# TAREFA A RESOLVER:
Retome o texto sobre a santidade nas Escrituras e dê continuidade a ele a partir da última frase mostrada.

══ TEXTO FORNECIDO ══

É possível ler diferentes vozes nos profetas e nos
salmos. À pergunta; “Quem subirá o monte do Senhor, quem entrará em sua santa
habitação?”, ou: “Quem dentre nós pode habitar com um fogo abrasador?",
responde-se com indicações requintadamente morais: "Quem tem mãos puras e
inocente coração”, e “quem caminha na justiça e fala com lealdade” (cf. Sl 24,
3; Is 33, 14 s.). São vozes sublimes que, porém, permanecem isoladas. Ainda no
tempo de Jesus, nos fariseus e em Qumram prevalece a ideia de que a santidade e
a justiça consistem na pureza ritual e na observância de certos preceitos,
especialmente o do Sábado, embora se, na teoria, ninguém esquece que o primeiro
e maior mandamento é o do amor a Deus e ao próximo.
2. A
novidade de Cristo
Passando agora para o Novo Testamento, vemos que a
definição de "nação santa" estende-se bem cedo aos cristãos. Para
Paulo, os batizados são "santos por vocação”, ou “chamados a ser
santos”[6]. Ele designa habitualmente os batizados com o termo “os santos”. Os
fieis são “escolhidos para ser santos e imaculados diante dele no amor"
(Ef 1, 4). Mas sob a aparente identidade de terminologia vemos mudanças
profundas. Santidade não é mais um fato ritual ou legal, mas moral, até mesmo
ontológico. Não reside nas mãos, mas no coração; não se decide fora, mas dentro
do homem e resume-se na caridade. "Não é o que entra pela boca que
contamina o homem; o que sai da boca, isso contamina o homem "(Mt 15, 11).
Os mediadores da santidade de Deus não são mais
lugares (o templo de Jerusalém ou o monte Carizim), ritos, objetos e leis, mas
é uma pessoa, Jesus Cristo. Ser santo não consiste tanto em um estar separado
disto ou daquilo, mas em um estar unido a Jesus Cristo. Em Jesus Cristo está a
própria santidade de Deus que nos alcança pessoalmente, não em uma luz distante
dele. "Tu és o Santo de Deus!": duas vezes ressoa esta exclamação
dirigida a Jesus nos Evangelhos (Jo 6, 69; Lc 4, 34). O livro do Apocalipse
chama Cristo simplesmente "O Santo” (Ap 3,7) e a liturgia ecoa exclamando
no Glória "Tu solus Sanctus", Só Tu és o Santo.

═══
══ DADOS BRUTOS ══

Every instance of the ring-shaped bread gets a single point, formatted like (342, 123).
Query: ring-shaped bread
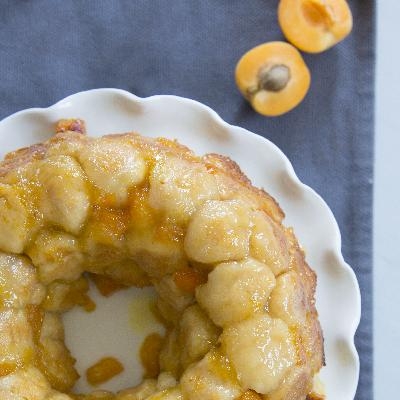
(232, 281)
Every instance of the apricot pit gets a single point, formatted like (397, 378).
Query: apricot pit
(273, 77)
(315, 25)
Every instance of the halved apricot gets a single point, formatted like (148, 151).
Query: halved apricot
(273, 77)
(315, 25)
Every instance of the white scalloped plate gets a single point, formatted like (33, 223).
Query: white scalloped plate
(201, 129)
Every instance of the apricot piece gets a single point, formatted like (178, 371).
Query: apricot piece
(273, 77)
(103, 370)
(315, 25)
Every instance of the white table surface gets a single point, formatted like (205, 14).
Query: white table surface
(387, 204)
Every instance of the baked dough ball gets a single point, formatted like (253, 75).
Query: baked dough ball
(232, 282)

═══
══ DADOS BRUTOS ══

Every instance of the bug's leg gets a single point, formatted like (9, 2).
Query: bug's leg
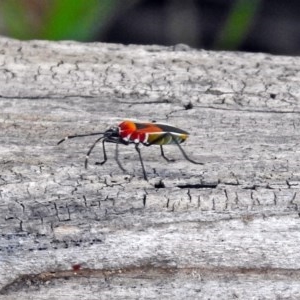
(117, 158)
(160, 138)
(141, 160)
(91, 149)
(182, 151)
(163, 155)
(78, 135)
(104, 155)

═══

# RESPOSTA DA TAREFA:
Há duas maneiras de entrar em contato com a
santidade de Cristo e esta é comunicada a nós: por apropriação e por imitação.
Dessas, a mais importante é a primeira que se realiza na fé e por meio dos sacramentos.
A santidade é, antes de mais nada, graça e é obra de toda a Trindade. Porque,
de acordo com o Apóstolo, nós pertencemos a Cristo mais do que a nós mesmos
(cf. 1 Cor 6, 19-20), segue-se que, inversamente, a santidade de Cristo nos
pertence mais do que a nossa própria santidade. "O que é de Cristo -
escreve o teólogo bizantino Nicolau Cabasilas - é mais nosso do que aquilo que
é nosso”[7]. Essa é a ideia genial, ou ato corajoso, que temos que realizar na
vida espiritual. A sua descoberta não se faz, geralmente, no começo, mas no
final do próprio itinerário espiritual; não no noviciado, mas mais tarde,
quando já se experimentou todas as outras estradas e vemos que não levam muito
longe.
Paulo nos ensina como fazer este “ato corajoso”,
quando declara solenemente não querer ser encontrado com a sua própria justiça,
ou santidade, resultante do cumprimento da lei, mas apenas com aquela que
deriva da fé em Cristo (cf. Fl 3, 5-10). Cristo, diz, se tornou para nós
"justiça, santificação e redenção" (1 Cor 1,30). "Para
nós": portanto, podemos exigir a sua santidade como nossa em todos os
efeitos. Um ato corajoso é também o que faz São Bernardo, quando grita: “eu,
quando me falta, o aproprio (literalmente, o usurpo) do lado de Cristo”[8].
“Usurpar” a santidade de Cristo, “arrebatar o reino dos céus”! Isso é ato
corajoso que deve ser repetido muitas vezes na vida, especialmente, no momento
da comunhão eucarística.
Dizer que nós participamos da santidade de Cristo,
é como dizer que participamos do Espírito Santo que vem dele. Ser ou viver “em
Cristo Jesus” equivale, para São Paulo, ser ou viver “no Espírito Santo”.
"A partir disso - por sua vez, escreve São João – se reconhece que nós
permanecemos nele e ele em nós: ele nos fez o dom do seu Espírito” (1 Jo 4,
13). Cristo permanece em nós e nós permanecemos em Cristo, graças ao Espírito
Santo.
É o Espírito Santo, portanto, que nos santifica.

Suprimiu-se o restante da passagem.